▶ [Data records]

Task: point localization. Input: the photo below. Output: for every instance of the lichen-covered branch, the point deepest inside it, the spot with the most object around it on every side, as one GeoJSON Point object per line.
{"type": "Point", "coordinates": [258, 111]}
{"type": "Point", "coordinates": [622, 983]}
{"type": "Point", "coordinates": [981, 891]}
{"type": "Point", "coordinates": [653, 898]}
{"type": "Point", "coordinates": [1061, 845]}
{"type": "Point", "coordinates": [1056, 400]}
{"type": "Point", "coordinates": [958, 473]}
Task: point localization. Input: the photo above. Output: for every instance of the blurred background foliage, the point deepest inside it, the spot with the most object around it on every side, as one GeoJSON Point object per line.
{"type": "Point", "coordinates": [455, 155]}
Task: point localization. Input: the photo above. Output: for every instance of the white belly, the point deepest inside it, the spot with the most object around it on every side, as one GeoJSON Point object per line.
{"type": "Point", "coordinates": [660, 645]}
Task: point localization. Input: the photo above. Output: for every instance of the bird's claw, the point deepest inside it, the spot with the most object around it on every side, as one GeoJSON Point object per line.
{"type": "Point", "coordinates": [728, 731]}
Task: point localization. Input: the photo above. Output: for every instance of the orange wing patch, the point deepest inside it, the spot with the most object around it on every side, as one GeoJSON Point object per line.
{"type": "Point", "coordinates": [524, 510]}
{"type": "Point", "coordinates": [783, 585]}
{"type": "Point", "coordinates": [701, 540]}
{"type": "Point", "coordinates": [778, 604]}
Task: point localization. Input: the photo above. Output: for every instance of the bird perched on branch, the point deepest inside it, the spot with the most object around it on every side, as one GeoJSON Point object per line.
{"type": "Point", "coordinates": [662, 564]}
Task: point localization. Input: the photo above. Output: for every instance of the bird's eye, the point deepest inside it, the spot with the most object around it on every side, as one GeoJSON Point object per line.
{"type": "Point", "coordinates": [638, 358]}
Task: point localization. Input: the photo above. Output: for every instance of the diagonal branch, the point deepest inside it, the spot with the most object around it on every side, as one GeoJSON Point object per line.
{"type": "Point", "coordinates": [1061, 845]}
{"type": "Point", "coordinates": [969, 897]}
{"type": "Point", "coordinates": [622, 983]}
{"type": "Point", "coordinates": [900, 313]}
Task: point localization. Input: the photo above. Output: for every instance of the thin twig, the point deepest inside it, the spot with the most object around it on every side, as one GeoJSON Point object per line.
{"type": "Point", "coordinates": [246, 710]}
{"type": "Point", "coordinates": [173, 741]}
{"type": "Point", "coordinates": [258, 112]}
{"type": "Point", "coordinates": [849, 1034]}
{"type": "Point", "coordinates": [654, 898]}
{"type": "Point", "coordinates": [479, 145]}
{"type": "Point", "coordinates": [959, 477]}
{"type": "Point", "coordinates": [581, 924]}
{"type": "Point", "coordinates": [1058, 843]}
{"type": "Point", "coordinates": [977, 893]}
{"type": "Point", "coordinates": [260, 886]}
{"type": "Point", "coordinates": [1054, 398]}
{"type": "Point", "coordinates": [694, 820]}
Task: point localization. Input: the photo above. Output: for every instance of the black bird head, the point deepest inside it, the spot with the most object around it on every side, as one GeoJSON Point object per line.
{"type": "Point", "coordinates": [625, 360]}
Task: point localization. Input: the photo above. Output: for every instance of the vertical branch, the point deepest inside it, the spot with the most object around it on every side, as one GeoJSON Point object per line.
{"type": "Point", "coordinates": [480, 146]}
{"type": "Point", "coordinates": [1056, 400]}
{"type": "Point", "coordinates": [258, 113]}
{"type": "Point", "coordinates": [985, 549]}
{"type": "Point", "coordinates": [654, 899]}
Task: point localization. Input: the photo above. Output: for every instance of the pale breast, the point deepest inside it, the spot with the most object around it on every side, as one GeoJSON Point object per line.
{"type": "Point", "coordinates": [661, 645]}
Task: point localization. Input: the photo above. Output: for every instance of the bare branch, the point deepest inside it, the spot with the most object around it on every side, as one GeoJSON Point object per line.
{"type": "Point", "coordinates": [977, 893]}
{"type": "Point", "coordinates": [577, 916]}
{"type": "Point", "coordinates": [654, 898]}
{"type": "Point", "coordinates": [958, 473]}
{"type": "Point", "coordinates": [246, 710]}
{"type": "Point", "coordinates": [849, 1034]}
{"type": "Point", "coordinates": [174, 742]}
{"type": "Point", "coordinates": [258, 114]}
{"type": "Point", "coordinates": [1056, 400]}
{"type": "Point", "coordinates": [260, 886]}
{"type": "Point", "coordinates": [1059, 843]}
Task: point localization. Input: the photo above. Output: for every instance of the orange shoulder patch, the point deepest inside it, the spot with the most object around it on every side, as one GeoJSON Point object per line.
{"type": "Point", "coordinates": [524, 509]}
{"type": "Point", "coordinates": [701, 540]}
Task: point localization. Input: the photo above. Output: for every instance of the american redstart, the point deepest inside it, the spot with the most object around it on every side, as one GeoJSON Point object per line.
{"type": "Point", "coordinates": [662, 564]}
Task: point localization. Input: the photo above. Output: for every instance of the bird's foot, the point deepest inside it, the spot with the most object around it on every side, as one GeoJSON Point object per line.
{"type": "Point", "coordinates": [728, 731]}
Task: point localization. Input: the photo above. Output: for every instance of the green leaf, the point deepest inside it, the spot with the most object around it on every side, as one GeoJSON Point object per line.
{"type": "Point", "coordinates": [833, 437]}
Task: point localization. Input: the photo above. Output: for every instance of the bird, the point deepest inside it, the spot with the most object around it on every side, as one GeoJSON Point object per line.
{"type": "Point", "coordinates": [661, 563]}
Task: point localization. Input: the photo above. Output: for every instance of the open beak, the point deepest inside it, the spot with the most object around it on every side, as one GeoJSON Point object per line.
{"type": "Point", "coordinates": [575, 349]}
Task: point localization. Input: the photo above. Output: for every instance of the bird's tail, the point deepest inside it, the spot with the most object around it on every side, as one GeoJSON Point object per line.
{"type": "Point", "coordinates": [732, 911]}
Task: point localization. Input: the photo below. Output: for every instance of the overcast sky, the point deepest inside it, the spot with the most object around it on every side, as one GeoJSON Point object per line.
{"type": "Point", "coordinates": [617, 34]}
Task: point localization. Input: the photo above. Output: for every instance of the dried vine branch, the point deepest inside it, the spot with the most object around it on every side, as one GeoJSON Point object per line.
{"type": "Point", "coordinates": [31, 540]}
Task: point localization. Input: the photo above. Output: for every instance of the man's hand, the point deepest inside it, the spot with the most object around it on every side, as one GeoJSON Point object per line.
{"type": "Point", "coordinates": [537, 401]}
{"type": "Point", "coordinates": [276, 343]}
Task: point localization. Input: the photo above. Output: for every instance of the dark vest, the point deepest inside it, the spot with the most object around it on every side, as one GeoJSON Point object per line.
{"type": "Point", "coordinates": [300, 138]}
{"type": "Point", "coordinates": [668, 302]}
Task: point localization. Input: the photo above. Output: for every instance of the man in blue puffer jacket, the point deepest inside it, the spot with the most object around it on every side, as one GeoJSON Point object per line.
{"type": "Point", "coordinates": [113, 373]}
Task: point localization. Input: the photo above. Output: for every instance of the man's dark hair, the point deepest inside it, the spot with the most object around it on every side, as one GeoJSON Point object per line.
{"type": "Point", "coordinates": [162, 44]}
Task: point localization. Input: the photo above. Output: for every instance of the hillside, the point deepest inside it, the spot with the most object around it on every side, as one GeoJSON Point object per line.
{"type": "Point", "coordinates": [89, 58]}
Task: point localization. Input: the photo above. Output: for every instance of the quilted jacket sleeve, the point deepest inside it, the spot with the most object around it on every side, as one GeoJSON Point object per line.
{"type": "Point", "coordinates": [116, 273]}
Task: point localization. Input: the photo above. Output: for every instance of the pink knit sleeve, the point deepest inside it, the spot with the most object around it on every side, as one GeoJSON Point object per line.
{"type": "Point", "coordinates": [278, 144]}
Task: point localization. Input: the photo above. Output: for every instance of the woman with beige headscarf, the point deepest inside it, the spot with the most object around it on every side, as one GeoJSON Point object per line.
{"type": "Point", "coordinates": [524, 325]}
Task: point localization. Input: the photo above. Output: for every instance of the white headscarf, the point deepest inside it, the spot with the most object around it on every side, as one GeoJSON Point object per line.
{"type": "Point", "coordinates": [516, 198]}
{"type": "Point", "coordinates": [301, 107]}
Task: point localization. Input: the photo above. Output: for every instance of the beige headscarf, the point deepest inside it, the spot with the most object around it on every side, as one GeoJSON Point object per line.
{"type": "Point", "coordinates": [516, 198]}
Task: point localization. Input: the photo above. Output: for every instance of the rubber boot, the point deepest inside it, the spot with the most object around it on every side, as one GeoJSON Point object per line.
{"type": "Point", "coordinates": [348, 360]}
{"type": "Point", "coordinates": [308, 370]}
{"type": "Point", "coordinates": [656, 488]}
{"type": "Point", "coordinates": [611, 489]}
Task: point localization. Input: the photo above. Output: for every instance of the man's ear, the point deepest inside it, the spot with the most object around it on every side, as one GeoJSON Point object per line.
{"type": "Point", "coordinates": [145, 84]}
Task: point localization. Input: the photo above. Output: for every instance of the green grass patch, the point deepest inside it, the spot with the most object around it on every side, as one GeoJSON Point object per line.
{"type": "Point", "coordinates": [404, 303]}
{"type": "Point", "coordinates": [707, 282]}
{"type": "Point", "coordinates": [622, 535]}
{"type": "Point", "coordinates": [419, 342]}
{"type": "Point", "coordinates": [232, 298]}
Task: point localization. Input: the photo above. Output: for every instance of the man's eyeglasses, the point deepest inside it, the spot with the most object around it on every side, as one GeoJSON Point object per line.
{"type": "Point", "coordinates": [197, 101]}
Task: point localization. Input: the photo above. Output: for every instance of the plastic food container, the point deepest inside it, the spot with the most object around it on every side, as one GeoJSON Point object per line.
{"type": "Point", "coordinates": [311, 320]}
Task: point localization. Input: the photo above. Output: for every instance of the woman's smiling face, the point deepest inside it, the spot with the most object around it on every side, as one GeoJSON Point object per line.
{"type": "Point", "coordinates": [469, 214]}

▶ [Work item] Your answer is to contain exactly the lines from the one holding "of the plastic" to the end of the entries, with no other line.

▶ [Result of this task]
Task: point localization. Input: the photo above. Output: for every instance of the plastic food container, the point deepest inside it, the spot with the most object around it on every side, as one GeoJSON Point object per line.
{"type": "Point", "coordinates": [311, 320]}
Task: point localization. Input: the photo above. Output: for every instance of the woman's smiling face, the point deepest inside it, the spot with the most object around it on every side, as one GeoJSON Point object per line.
{"type": "Point", "coordinates": [469, 214]}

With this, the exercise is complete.